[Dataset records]
-----
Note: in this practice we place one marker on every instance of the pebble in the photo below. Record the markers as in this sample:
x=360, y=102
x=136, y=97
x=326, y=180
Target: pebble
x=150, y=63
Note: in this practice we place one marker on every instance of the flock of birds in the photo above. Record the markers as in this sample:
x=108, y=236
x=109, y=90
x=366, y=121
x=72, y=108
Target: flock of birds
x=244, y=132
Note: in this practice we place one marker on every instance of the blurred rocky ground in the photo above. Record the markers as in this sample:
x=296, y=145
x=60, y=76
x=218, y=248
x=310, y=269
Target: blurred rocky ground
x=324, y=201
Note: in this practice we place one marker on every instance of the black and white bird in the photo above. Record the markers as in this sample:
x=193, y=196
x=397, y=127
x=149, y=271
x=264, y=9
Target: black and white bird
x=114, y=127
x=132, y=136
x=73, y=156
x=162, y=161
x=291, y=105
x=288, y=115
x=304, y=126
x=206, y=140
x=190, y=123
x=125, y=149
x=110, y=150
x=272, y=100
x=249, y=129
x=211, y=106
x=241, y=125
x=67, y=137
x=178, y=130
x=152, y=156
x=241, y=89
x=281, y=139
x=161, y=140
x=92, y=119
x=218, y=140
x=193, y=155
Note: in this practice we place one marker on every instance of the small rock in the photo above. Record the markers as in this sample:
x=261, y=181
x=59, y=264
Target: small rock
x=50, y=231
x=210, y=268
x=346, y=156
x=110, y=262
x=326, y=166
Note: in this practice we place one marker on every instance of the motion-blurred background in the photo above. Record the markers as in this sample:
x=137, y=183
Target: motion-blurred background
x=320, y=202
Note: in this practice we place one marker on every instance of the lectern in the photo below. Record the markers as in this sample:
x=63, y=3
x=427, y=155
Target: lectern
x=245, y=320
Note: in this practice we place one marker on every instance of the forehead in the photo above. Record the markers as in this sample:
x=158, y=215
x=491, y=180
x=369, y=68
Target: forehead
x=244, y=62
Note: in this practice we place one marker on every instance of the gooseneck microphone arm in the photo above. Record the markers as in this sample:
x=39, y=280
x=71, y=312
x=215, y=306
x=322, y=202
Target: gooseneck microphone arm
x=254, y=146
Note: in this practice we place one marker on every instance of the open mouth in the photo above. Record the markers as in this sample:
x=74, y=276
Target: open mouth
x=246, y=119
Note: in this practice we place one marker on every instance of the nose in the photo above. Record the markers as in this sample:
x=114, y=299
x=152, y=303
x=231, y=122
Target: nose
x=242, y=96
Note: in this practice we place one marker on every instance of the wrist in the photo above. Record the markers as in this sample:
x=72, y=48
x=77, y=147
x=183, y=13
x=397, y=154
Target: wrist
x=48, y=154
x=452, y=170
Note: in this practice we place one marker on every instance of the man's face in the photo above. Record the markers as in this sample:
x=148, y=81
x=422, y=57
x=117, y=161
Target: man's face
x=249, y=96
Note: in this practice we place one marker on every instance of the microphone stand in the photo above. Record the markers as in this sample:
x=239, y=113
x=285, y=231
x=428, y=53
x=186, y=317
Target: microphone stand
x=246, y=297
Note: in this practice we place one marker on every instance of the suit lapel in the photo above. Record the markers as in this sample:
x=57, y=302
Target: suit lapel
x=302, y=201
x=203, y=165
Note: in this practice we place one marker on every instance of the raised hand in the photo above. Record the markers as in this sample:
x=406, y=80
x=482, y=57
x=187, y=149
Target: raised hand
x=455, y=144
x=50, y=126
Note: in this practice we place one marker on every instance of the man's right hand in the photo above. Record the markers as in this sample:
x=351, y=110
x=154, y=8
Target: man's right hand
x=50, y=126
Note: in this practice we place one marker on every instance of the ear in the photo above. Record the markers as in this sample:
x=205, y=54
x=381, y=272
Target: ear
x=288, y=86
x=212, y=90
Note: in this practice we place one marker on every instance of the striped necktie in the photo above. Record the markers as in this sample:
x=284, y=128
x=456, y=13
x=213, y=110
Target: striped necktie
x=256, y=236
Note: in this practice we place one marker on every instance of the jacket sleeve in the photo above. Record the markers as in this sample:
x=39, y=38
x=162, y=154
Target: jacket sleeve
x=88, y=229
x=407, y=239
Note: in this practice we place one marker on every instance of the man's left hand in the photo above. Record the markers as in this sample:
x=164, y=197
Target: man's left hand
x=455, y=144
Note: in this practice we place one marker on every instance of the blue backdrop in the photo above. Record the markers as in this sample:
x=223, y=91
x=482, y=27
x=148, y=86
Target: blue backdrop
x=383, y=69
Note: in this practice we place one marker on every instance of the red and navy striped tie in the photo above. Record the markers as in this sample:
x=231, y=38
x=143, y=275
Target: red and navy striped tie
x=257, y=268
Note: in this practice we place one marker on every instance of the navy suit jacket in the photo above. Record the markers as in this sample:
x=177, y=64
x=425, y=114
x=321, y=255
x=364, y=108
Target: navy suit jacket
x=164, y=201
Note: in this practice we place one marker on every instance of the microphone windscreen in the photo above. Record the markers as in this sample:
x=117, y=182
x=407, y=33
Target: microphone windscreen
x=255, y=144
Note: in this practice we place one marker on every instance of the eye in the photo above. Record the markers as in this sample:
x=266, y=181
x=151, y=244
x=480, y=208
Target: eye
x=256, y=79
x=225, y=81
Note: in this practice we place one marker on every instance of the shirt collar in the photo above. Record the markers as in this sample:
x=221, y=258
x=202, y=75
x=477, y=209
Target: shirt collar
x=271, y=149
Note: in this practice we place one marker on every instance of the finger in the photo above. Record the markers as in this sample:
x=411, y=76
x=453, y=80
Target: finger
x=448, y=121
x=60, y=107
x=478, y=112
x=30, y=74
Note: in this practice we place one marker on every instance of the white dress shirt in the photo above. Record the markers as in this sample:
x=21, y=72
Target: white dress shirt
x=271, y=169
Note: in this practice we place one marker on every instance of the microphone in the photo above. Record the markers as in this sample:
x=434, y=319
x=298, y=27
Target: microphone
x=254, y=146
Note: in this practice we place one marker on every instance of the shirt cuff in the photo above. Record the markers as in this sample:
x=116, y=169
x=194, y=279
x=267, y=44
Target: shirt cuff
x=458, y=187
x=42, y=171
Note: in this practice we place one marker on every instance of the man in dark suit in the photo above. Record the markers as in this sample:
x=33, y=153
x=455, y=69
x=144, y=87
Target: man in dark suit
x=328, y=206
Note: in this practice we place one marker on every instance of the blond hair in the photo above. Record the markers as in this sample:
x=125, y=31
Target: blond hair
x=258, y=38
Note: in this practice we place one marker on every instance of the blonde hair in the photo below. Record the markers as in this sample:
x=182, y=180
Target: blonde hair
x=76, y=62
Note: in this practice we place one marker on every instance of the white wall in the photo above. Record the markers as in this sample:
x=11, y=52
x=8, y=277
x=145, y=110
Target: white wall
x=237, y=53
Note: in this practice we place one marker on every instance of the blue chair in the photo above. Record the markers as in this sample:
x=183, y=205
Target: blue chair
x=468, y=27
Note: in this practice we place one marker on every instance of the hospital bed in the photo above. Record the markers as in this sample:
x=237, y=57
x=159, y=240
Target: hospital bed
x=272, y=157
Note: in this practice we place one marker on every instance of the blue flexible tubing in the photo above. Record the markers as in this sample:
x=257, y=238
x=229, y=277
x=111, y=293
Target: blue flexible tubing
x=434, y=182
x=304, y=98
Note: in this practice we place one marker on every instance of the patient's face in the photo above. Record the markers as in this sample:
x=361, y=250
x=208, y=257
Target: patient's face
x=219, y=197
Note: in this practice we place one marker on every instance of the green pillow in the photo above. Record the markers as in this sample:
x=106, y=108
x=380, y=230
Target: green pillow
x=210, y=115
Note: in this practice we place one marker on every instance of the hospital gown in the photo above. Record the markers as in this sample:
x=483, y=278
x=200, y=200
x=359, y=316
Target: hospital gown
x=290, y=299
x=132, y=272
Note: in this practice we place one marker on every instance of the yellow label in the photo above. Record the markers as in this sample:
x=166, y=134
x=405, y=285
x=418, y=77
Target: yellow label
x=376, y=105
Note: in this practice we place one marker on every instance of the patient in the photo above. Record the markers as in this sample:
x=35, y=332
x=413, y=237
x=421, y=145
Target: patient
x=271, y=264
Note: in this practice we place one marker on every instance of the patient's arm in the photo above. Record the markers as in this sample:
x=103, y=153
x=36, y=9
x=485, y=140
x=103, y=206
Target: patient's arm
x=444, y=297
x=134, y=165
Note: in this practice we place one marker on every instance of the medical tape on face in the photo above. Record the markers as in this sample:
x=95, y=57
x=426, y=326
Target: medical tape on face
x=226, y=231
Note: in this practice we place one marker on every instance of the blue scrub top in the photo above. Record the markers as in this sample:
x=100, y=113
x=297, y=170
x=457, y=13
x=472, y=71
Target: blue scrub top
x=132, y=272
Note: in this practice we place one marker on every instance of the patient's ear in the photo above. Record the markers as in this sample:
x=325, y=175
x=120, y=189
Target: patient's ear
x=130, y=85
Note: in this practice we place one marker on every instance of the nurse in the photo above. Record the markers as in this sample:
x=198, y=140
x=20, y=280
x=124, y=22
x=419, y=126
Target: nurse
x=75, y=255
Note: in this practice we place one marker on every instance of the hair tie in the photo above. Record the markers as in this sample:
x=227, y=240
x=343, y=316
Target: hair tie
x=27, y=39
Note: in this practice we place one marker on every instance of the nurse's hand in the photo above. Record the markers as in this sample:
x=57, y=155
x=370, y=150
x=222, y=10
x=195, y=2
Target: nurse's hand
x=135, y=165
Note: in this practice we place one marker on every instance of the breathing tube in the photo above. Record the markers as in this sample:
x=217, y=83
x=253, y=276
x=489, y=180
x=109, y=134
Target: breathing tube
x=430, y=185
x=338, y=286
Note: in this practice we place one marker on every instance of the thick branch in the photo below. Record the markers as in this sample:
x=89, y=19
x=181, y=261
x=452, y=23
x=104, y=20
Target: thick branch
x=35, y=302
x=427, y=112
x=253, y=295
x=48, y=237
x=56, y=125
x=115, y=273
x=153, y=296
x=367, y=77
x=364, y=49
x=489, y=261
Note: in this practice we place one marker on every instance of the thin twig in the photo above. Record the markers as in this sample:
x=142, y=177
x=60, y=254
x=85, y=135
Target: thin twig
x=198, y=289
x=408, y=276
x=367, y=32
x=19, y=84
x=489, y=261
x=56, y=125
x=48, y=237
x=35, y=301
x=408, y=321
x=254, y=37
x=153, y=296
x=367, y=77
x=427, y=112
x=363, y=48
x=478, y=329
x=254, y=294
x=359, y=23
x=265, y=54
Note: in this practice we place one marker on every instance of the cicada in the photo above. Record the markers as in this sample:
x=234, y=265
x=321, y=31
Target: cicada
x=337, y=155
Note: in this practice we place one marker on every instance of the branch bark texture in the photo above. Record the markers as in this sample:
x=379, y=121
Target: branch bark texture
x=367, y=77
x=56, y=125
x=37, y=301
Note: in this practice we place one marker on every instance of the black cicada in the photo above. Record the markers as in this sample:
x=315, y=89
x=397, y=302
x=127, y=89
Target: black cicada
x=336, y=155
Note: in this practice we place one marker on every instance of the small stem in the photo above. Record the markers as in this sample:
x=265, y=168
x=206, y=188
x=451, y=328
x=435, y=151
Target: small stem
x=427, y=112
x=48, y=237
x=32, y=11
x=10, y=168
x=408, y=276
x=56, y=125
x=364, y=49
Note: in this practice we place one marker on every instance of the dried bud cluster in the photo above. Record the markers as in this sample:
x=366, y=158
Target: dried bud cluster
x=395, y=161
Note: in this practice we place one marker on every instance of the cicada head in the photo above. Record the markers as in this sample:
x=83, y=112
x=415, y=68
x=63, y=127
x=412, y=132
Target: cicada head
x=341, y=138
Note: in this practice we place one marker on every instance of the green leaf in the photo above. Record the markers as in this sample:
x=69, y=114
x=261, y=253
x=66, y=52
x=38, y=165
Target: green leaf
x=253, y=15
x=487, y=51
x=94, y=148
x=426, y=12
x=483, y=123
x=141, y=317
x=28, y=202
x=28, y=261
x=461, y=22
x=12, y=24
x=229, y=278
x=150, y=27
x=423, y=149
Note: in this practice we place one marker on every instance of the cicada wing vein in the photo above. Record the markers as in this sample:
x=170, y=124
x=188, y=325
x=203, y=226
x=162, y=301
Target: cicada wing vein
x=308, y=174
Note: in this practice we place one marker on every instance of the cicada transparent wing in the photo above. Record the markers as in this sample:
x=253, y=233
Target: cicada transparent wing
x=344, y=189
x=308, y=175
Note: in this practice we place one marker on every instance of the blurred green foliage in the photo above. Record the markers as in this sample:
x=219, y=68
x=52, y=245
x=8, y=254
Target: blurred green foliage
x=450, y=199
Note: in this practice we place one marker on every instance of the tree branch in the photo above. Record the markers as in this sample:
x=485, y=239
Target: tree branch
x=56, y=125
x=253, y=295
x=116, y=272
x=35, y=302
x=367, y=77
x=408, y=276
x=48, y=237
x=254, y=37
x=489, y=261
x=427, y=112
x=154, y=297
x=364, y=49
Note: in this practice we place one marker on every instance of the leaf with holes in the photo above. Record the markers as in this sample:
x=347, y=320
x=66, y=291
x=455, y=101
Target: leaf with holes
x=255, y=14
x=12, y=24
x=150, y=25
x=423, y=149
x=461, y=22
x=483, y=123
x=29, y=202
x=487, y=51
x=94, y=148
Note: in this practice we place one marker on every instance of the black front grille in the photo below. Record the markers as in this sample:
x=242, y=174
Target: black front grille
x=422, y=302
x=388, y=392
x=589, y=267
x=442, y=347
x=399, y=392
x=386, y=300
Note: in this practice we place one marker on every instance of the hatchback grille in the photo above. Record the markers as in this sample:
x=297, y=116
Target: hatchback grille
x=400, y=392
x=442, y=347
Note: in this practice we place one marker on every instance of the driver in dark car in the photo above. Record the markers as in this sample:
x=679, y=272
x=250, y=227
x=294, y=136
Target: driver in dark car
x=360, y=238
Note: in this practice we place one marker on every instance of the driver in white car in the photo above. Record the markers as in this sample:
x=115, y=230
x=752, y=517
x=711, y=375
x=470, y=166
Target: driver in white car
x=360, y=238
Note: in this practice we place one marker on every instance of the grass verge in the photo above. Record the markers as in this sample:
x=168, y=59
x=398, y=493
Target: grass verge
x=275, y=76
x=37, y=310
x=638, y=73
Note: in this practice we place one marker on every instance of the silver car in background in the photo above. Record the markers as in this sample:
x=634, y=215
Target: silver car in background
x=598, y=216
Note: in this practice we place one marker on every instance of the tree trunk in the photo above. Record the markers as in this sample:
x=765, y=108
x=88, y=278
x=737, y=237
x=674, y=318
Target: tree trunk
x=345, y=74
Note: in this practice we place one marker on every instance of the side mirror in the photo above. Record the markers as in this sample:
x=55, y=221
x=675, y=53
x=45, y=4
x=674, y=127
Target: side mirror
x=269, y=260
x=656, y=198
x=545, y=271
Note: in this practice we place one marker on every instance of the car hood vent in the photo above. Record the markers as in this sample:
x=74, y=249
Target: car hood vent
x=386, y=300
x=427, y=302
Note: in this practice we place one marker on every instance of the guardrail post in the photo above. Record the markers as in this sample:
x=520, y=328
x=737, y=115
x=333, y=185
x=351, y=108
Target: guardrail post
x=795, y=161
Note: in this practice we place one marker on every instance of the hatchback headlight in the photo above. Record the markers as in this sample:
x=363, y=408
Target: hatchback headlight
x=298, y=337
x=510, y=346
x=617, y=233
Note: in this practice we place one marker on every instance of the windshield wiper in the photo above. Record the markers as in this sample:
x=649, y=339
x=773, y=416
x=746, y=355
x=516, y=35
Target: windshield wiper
-----
Rewrite the lines starting at the one containing "the hatchback headlight" and ending at the one containing "x=617, y=233", with "practice" replaced by "exercise" and all else left unchanged.

Output for this task:
Note: in this exercise we place one marker on every instance of the hatchback headlight in the photo above. Record the markers as in this sample:
x=363, y=408
Target: hatchback headlight
x=298, y=337
x=510, y=346
x=617, y=233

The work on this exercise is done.